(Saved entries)
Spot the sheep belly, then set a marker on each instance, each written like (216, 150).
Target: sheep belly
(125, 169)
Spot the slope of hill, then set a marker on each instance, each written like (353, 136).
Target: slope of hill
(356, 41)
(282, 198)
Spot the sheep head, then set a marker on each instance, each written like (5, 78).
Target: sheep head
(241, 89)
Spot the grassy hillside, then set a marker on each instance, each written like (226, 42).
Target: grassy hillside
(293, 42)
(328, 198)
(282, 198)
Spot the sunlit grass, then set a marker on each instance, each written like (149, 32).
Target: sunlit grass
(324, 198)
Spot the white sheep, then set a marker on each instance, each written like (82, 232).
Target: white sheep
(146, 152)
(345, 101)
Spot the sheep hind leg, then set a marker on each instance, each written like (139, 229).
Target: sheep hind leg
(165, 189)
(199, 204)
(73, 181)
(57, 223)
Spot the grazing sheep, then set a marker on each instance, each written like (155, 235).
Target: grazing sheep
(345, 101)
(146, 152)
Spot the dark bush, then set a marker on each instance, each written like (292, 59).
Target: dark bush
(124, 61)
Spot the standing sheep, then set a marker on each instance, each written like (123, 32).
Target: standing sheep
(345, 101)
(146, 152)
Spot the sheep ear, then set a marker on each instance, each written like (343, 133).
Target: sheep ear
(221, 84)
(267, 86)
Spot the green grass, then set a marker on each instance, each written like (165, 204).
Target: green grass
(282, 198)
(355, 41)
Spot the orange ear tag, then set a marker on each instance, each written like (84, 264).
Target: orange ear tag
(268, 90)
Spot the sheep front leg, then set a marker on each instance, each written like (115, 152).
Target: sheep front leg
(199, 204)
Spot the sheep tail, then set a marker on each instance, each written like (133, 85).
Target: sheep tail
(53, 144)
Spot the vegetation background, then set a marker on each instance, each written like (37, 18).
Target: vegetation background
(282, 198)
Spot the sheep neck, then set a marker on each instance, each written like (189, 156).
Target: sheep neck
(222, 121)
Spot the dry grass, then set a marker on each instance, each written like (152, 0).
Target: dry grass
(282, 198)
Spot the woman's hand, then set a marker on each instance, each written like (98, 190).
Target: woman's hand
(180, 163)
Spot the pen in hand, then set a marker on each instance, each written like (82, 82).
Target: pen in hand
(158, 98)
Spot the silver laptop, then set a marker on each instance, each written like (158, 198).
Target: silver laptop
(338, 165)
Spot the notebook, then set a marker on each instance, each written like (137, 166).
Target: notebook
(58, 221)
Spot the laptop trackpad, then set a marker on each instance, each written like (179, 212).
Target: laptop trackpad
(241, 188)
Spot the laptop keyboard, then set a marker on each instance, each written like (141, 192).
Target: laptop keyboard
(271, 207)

- **Task description**:
Can you repeat, word for word, every line above from the one containing "Target: sheep hind leg" down to the one containing "Spot the sheep tail, then", including both?

- **Answer to the problem**:
Target: sheep hind leg
(165, 189)
(199, 204)
(73, 181)
(57, 223)
Spot the grazing sheep, then set a marker on each instance, each written like (155, 235).
Target: grazing sheep
(345, 101)
(146, 152)
Spot the dark bush, then set a marker on each instance, each written like (292, 59).
Target: dark bush
(124, 61)
Spot the standing sheep, then set a marker on each instance, each written like (123, 32).
Target: standing sheep
(345, 101)
(146, 152)
Spot the sheep ear, then set a marker on each instance, each written like (343, 133).
Target: sheep ear
(221, 84)
(267, 86)
Spot the green grass, then set a marker on each instance, each written like (165, 204).
Target: green grass
(282, 198)
(355, 41)
Spot the orange ear tag, then set a marker on each instance, each written like (84, 264).
Target: orange ear tag
(268, 90)
Spot the sheep front leg, then set a marker on each instance, each written like (115, 152).
Target: sheep front leg
(199, 204)
Spot the sheep tail, then set a marker on each instance, each written like (133, 85).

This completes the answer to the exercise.